* _Texte présenté_
________________________________________

Élaborée dans la continuité des États généraux de l’alimentation qui se sont déroulés tout au long du 2 semestre 2017, la loi « pour l’équilibre des relations commerciales dans le secteur agricole et alimentaire et une alimentation saine, durable et accessible à tous », appelée plus couramment « loi Agriculture et Alimentation » (ou parfois « loi Egalim »), a enfin été adoptée après plusieurs mois de discussions et de tergiversions parlementaires. Elle a ensuite été publiée au Journal officiel après que plusieurs dispositions d’un intérêt relatif ont été censurées par le Conseil constitutionnel.Très attendue par l’ensemble du monde agricole, cette loi a, comme son nom l’indique, pour objet, en particulier, de permettre, d’une part, d’assurer un meilleur équilibre des relations commerciales entre producteurs, industriels et distributeurs en vue, à terme, d’améliorer la rémunération des agriculteurs, et d’autre part, d’offrir aux consommateurs une alimentation plus saine.Voici un panorama des principales dispositions qu’elle introduit.

Un nouveau cadre pour les relations commerciales

Inversion du processus d’élaboration des prix

La loi Agriculture et Alimentation a pour ambition première de garantir une juste rémunération aux agriculteurs et donc d’améliorer leurs revenus. Rappelons que près d’un agriculteur sur deux vit aujourd’hui avec moins de 350 € par mois…

Pour ce faire, la loi vise à permettre aux producteurs de « reprendre la main » dans les négociations contractuelles menées avec les industriels de l’agro-alimentaire et la grande distribution ou les grossistes, tout au moins dans les filières dans lesquelles la contractualisation est obligatoire. Car jusqu’à maintenant, l’initiative en la matière appartenait aux acheteurs, ce qui les mettait en position de force durant les négociations.

Désormais, le processus d’élaboration des prix des produits agricoles est inversé, la proposition de contrat ayant vocation à émaner des organisations de producteurs au sein desquelles les agriculteurs sont invités à se regrouper et qui sont chargées de les représenter.

________________________________________

* _Données présentées_
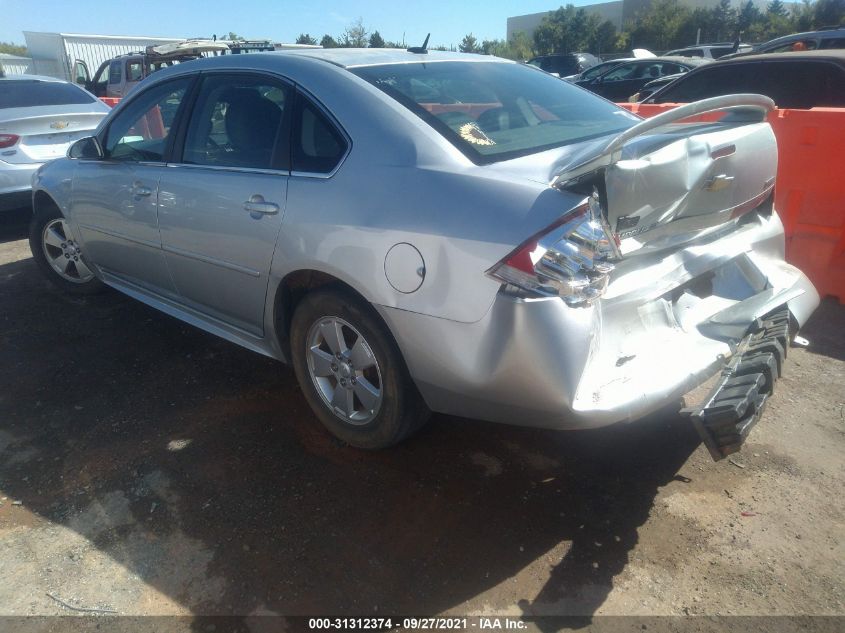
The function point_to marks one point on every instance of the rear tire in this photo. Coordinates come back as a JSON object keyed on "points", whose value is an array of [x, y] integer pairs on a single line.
{"points": [[58, 255], [351, 371]]}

________________________________________

* _Consignes_
- 1) Extrayez du texte sur la loi Agriculture et Alimentation le passage qui commence aux mots « Inversion du processus » et s'arrête après les mots « durant les négociations. ».
- 2) D'après le texte sur la loi Agriculture et Alimentation, de combien d'argent par mois dispose aujourd'hui près d'un agriculteur sur deux ?
Le matériau placé après le texte est indépendant de celui-ci.

* _Corrigé de l'exercice_
- 1)
Inversion du processus d’élaboration des prix

La loi Agriculture et Alimentation a pour ambition première de garantir une juste rémunération aux agriculteurs et donc d’améliorer leurs revenus. Rappelons que près d’un agriculteur sur deux vit aujourd’hui avec moins de 350 € par mois…

Pour ce faire, la loi vise à permettre aux producteurs de « reprendre la main » dans les négociations contractuelles menées avec les industriels de l’agro-alimentaire et la grande distribution ou les grossistes, tout au moins dans les filières dans lesquelles la contractualisation est obligatoire. Car jusqu’à maintenant, l’initiative en la matière appartenait aux acheteurs, ce qui les mettait en position de force durant les négociations.

- 2) Moins de 350 € par mois.